Work instruction
Repeat the records verbatim and leave the pictures out of your copy.

Listed entries
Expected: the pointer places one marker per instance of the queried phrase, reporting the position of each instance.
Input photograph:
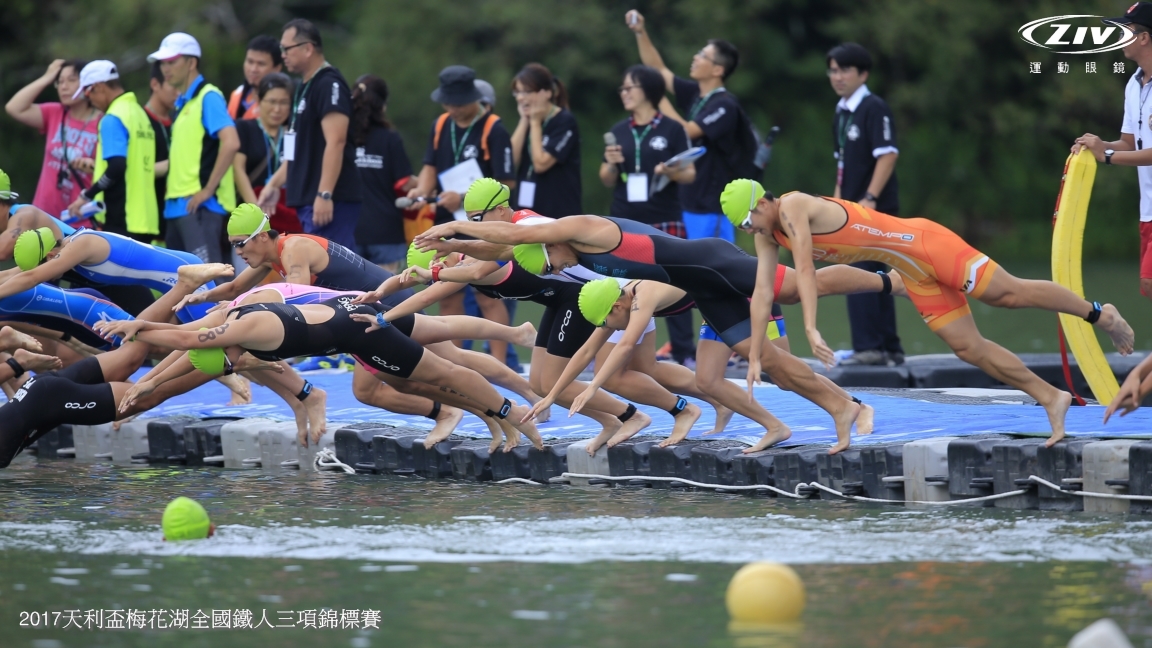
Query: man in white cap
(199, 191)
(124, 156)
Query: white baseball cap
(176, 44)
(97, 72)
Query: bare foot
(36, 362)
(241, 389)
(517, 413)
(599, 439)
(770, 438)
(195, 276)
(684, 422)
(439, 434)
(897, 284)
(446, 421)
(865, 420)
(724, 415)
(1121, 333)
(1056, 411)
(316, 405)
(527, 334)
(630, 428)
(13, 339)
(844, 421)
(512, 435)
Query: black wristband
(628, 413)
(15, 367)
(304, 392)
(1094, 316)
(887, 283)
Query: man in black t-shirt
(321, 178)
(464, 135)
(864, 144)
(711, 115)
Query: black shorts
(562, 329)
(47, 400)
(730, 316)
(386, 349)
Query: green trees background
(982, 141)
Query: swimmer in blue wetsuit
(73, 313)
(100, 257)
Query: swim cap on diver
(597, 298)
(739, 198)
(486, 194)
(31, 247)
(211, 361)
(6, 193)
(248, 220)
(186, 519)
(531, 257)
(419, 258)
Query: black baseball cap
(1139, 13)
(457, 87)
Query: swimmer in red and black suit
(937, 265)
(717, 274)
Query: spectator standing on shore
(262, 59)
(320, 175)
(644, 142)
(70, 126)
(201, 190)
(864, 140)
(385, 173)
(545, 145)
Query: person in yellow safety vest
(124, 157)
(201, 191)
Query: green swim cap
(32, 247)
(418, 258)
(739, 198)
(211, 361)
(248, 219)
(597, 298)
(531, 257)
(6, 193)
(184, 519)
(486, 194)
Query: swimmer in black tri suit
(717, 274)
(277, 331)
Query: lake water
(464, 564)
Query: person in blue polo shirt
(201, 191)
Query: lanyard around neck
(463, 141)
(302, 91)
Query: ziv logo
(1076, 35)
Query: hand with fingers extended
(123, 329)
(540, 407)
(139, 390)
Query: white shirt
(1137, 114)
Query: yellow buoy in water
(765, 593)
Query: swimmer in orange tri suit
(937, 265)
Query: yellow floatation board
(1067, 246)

Exercise response
Expected: the pointer places one marker per instance of the queried phrase, reporting the position of each instance.
Input photograph:
Query: man in white cap
(199, 191)
(124, 156)
Query: white baseball cap
(176, 44)
(97, 72)
Query: bare foot
(36, 362)
(241, 389)
(517, 413)
(599, 439)
(770, 438)
(195, 276)
(684, 422)
(439, 434)
(897, 284)
(446, 421)
(865, 420)
(724, 415)
(1121, 333)
(1056, 411)
(316, 405)
(527, 334)
(630, 428)
(13, 339)
(844, 421)
(512, 435)
Query: black wristband
(628, 413)
(15, 367)
(304, 392)
(1094, 316)
(887, 283)
Query: man in black t-shirt
(321, 178)
(464, 135)
(864, 144)
(711, 115)
Query: black shorts
(562, 329)
(47, 400)
(730, 316)
(386, 349)
Query: green trees background
(982, 141)
Query: swimmer in blue wetsuit
(73, 313)
(100, 257)
Query: swim cap on diver
(597, 298)
(739, 198)
(486, 194)
(31, 247)
(211, 361)
(6, 193)
(248, 220)
(186, 519)
(531, 257)
(419, 258)
Query: black baseball cap
(1139, 13)
(457, 87)
Query: swimmer in red and black suit
(937, 265)
(717, 274)
Query: spectator standing on shore
(262, 59)
(320, 175)
(644, 142)
(70, 126)
(201, 190)
(864, 140)
(385, 173)
(545, 145)
Query: person in yellow safety vest
(124, 157)
(201, 191)
Query: green swim cap
(32, 247)
(418, 258)
(739, 198)
(211, 361)
(248, 219)
(597, 298)
(531, 257)
(6, 193)
(184, 519)
(486, 194)
Query: swimmer in black tri suit
(717, 274)
(277, 331)
Query: lake water
(464, 564)
Query: person in blue polo shirt
(201, 191)
Query: lanyard around neck
(463, 141)
(302, 91)
Query: ziv logo
(1076, 35)
Query: hand with fingers extended
(123, 329)
(540, 407)
(139, 390)
Query: white shirt
(1137, 114)
Query: yellow buoy in water
(765, 593)
Query: swimmer in orange tri suit
(937, 265)
Query: yellow floatation board
(1067, 246)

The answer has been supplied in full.